Task instructions. Copy each of the following rows verbatim.

Data entries
^^^^
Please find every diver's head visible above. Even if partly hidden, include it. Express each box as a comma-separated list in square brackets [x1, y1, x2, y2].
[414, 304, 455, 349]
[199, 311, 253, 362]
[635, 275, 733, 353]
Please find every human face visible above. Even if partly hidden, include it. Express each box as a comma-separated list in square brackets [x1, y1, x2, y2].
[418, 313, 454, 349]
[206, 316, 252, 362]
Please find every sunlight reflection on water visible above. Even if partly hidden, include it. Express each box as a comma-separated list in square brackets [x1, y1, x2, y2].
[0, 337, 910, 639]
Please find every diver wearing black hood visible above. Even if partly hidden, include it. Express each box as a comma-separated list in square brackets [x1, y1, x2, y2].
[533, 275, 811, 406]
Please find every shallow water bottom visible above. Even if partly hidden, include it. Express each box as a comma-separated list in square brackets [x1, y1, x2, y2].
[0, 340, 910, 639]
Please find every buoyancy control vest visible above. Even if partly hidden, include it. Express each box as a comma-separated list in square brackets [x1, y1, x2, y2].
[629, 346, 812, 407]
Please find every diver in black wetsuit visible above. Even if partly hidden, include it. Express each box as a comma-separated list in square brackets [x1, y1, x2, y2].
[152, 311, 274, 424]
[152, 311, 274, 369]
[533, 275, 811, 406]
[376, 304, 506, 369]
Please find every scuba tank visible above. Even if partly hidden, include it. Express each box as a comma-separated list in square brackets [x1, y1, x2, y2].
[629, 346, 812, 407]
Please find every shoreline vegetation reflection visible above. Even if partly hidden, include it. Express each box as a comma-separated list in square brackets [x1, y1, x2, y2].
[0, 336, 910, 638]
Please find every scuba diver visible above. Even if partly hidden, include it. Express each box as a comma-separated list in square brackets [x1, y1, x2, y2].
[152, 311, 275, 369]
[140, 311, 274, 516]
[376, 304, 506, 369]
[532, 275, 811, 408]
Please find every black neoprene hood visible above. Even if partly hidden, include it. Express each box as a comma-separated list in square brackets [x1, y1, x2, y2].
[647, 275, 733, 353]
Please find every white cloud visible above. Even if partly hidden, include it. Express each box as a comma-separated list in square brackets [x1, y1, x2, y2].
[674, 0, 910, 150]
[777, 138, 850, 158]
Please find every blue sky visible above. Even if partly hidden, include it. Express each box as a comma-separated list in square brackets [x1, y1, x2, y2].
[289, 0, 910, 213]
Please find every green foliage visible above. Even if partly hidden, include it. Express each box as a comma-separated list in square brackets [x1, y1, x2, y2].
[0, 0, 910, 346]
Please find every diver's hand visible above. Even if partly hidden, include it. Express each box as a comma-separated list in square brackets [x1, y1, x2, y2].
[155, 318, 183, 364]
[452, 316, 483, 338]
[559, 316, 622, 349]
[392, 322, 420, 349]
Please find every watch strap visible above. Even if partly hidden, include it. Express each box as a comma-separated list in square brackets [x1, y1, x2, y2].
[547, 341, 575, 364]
^^^^
Result of the task.
Please find every diver's head visible above. Even if partly hidden, include it. Express each box as a comma-separated list in square brackets [x1, y1, x2, y2].
[414, 304, 455, 349]
[199, 311, 253, 362]
[635, 275, 733, 353]
Please find every human face visible above. Even if partly hidden, include it. Express each box as a comma-separated list in square brackets [x1, y1, x2, y2].
[418, 313, 454, 349]
[206, 316, 252, 362]
Please find every sunlight reflection on water visible above. Even if partly hidden, include it. Express each box as a comma-separated list in square brackets [x1, y1, x2, y2].
[0, 337, 910, 639]
Please find every diver wearing black hood visible above. Even if partly hidden, include it. Express each box as a comma-separated list in square brackets [x1, y1, x2, y2].
[533, 275, 811, 406]
Please find every shallow water bottom visible above. Even if partly hidden, include it. Express each box as a comma-separated list in square brackets [x1, y1, x2, y2].
[0, 340, 910, 639]
Please find every buoyancy control vest visible above. Even if partly hidden, include it. Express each box as a comma-separated list in square brackets [x1, y1, x2, y2].
[629, 346, 812, 407]
Please find every diver in black wetsuit visible above. Even if partly hidden, include it. Express each box as a comma-separated list in square brackets [x1, y1, x2, y2].
[152, 311, 274, 424]
[152, 311, 274, 369]
[533, 275, 811, 406]
[376, 304, 506, 369]
Please find every scuba tank visible above. Even if partly hidden, include it. Express each box as a comma-separated list in square brackets [x1, y1, x2, y2].
[629, 346, 812, 407]
Please find every shoreline vegetation reflection visible above. Even if partly hidden, include it. Express each box as a comma-separated list in square brackets [x1, y1, x2, y2].
[0, 336, 910, 638]
Please find every scuba diver visible above. Even if partly hidden, include it. Express each box as a comma-separated list in square brackets [x1, y1, x2, y2].
[152, 311, 275, 369]
[140, 311, 274, 516]
[376, 304, 506, 369]
[532, 275, 811, 408]
Please find every black neoprene hood visible above. Even if partly hidden, include it. Express each box as a comma-separated list in square brackets [x1, y1, x2, y2].
[647, 275, 733, 353]
Please find every white cloud visible above. Even if partly hidden, include it. Express each box as a comma-separated list in square brackets [x1, y1, x2, y2].
[674, 0, 910, 150]
[777, 138, 850, 158]
Please find every blue sky visible above. Even if partly hidden, include it. Express each box as a comma-separated list in square brackets [x1, y1, x2, y2].
[289, 0, 910, 213]
Please find every green foliage visible above. Even if partly hidden, include it. Express each box as a comma-separated list in square brackets [x1, y1, x2, y2].
[0, 0, 910, 346]
Please find every diver's hand visible above. Even if partly hidden, include it. Express each box as a comma-separated list in square brackets [x1, y1, x2, y2].
[155, 318, 183, 364]
[452, 316, 483, 338]
[559, 316, 622, 349]
[392, 322, 420, 349]
Please find every watch strap visible above. Even if partly hidden, include it. Express each box as a comma-separated list in square brackets [x1, y1, x2, y2].
[547, 341, 575, 364]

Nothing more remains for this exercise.